Please take the lines from the one holding "target | hanging egg chair" through the one holding "target | house exterior" in the data below and copy them exactly.

(Beginning of EXTRACTED DATA)

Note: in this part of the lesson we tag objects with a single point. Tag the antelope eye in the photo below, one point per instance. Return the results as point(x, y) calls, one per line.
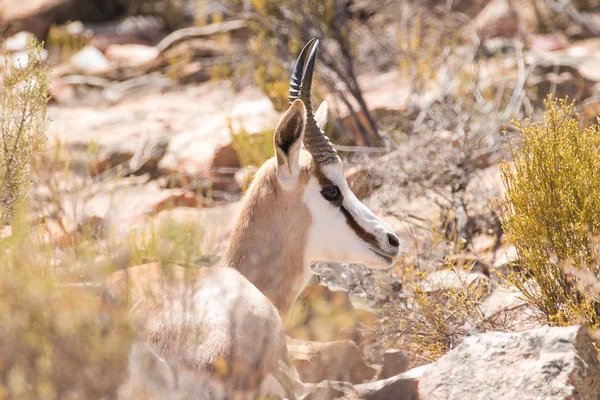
point(331, 193)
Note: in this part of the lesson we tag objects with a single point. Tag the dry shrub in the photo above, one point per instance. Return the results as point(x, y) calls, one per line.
point(437, 315)
point(23, 99)
point(551, 213)
point(55, 342)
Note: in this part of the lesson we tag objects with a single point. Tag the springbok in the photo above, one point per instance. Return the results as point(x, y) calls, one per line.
point(298, 209)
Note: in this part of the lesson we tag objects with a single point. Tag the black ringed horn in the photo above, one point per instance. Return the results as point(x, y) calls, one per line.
point(297, 75)
point(315, 140)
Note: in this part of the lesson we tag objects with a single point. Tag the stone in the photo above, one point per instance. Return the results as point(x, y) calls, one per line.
point(548, 42)
point(18, 42)
point(190, 129)
point(219, 222)
point(206, 146)
point(89, 60)
point(131, 55)
point(119, 204)
point(545, 363)
point(399, 387)
point(394, 362)
point(328, 314)
point(498, 19)
point(339, 361)
point(35, 16)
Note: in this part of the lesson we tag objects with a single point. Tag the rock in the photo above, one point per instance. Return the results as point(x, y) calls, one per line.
point(35, 16)
point(549, 42)
point(319, 361)
point(327, 314)
point(219, 222)
point(89, 60)
point(450, 278)
point(131, 55)
point(119, 204)
point(362, 181)
point(367, 287)
point(205, 147)
point(18, 42)
point(399, 387)
point(545, 363)
point(582, 56)
point(394, 362)
point(189, 128)
point(498, 19)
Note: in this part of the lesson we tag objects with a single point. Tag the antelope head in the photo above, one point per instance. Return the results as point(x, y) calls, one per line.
point(342, 229)
point(299, 207)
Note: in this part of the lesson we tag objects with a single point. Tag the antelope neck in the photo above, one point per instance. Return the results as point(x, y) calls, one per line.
point(268, 245)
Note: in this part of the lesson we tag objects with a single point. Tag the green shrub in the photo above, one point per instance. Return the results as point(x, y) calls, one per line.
point(552, 212)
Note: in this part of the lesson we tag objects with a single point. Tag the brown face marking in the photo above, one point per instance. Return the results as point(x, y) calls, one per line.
point(324, 181)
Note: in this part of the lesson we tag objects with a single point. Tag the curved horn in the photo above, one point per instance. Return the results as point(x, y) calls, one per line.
point(315, 140)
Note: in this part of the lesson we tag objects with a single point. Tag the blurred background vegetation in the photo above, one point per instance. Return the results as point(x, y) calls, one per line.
point(131, 128)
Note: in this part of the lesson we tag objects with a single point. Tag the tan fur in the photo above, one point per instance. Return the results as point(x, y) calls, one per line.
point(217, 321)
point(269, 239)
point(198, 324)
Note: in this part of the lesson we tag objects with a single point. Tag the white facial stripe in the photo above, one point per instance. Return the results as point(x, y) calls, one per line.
point(331, 238)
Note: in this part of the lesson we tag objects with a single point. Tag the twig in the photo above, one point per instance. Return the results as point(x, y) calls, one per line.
point(199, 32)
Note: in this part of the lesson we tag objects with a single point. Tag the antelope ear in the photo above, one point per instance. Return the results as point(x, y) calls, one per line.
point(321, 115)
point(288, 140)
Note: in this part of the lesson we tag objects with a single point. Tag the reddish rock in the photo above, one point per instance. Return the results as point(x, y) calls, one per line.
point(130, 54)
point(499, 18)
point(545, 363)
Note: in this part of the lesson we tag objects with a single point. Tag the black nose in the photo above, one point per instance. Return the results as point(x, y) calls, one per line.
point(393, 240)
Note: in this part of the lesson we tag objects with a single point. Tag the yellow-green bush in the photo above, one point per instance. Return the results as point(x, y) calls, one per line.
point(552, 211)
point(56, 342)
point(23, 99)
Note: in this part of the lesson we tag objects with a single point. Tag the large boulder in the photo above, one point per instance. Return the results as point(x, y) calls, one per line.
point(399, 387)
point(545, 363)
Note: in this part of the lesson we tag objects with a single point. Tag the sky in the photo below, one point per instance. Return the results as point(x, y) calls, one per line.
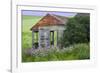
point(43, 13)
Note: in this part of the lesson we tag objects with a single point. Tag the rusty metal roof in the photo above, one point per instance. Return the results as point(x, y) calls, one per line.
point(50, 20)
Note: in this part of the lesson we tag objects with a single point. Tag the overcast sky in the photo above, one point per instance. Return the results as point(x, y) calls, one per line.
point(43, 13)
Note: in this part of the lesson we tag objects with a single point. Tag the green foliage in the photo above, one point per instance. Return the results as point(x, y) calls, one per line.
point(73, 52)
point(77, 31)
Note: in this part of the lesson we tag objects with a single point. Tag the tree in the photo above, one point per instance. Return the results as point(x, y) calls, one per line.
point(77, 31)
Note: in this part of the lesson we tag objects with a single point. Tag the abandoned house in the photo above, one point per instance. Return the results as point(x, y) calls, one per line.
point(47, 32)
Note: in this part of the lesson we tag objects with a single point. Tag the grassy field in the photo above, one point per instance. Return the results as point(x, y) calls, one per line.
point(73, 52)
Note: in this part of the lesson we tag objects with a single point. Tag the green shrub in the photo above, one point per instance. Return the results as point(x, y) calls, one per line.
point(73, 52)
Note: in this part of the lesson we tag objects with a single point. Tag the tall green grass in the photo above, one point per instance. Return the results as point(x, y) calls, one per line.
point(74, 52)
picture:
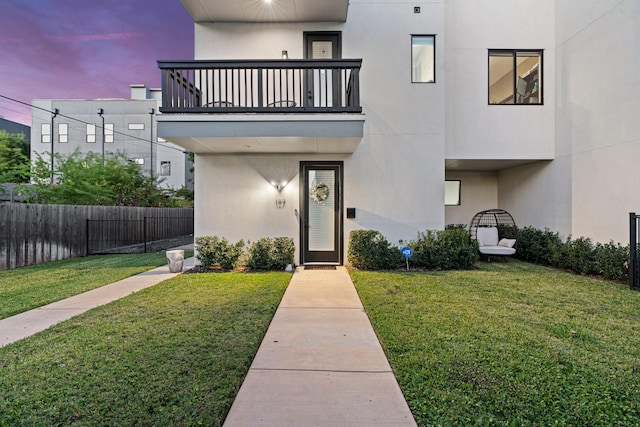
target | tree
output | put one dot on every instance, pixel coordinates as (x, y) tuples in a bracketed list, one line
[(91, 180), (14, 158)]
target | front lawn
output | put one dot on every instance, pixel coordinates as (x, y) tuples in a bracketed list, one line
[(26, 288), (509, 344), (172, 354)]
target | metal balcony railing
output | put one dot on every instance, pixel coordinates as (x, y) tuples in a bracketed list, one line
[(254, 86)]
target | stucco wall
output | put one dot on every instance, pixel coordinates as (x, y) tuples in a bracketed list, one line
[(395, 177), (598, 130), (475, 129)]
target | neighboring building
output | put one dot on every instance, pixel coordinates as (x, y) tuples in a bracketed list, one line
[(13, 127), (523, 105), (129, 126)]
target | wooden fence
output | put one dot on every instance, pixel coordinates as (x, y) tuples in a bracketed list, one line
[(33, 234)]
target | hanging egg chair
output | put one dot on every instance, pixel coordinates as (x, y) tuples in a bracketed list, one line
[(498, 218)]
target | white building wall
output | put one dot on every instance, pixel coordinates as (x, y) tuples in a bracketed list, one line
[(475, 129), (395, 177), (598, 131)]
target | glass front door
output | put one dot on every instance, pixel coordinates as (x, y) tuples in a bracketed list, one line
[(321, 225)]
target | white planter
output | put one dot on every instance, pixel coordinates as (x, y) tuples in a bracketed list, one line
[(175, 259)]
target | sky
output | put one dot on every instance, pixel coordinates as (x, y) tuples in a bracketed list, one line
[(85, 49)]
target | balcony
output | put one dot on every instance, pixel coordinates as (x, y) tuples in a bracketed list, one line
[(283, 106)]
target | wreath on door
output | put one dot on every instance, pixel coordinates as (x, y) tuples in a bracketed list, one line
[(320, 192)]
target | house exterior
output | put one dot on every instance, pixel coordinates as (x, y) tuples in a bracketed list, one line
[(312, 119), (130, 126), (13, 127)]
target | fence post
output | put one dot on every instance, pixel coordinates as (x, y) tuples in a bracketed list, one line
[(633, 250), (144, 233)]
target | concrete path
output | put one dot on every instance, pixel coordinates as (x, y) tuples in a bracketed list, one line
[(320, 363), (28, 323)]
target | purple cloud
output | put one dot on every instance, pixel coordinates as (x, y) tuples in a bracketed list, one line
[(79, 49)]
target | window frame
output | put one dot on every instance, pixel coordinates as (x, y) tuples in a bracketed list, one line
[(89, 127), (459, 192), (433, 37), (514, 55), (63, 133), (46, 134), (109, 133)]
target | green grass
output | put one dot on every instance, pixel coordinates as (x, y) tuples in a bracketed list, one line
[(509, 344), (26, 288), (172, 354)]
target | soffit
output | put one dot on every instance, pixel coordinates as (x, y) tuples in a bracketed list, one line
[(262, 11)]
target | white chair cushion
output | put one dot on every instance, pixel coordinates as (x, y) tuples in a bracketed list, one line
[(507, 243)]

(End of EXTRACTED DATA)

▸ TASK RESPONSE:
target | hanging egg chair
output | put one dot on every instance, pixel coordinates as (x, y) tuples in a bracketed list, one line
[(498, 218)]
target | white building wall
output | put one dot on every instance, pixel coordinates as (x, y) tuples in a bracketed list, one line
[(475, 129), (395, 177), (598, 131)]
target | glass front door
output | put one dot on every instance, pixel coordinates as (x, y) tuples in a bracketed list, one line
[(321, 225)]
target | white planter
output | put one dot on every instance, pixel coordinates as (x, y) tuples in a bracketed list, one line
[(175, 259)]
target | sky
output | put one dot on every instance, pixel coordinates as (x, y) tuples in a bracketed list, one line
[(85, 49)]
target | balcony
output | put one dot on every instance, pixel coordinates as (x, y) tuples in a bracketed list, one line
[(283, 106)]
target | wreath on door
output | put one dot on every instance, pixel coordinates as (x, y) tuples in a bracketed list, one line
[(320, 192)]
target | house exterior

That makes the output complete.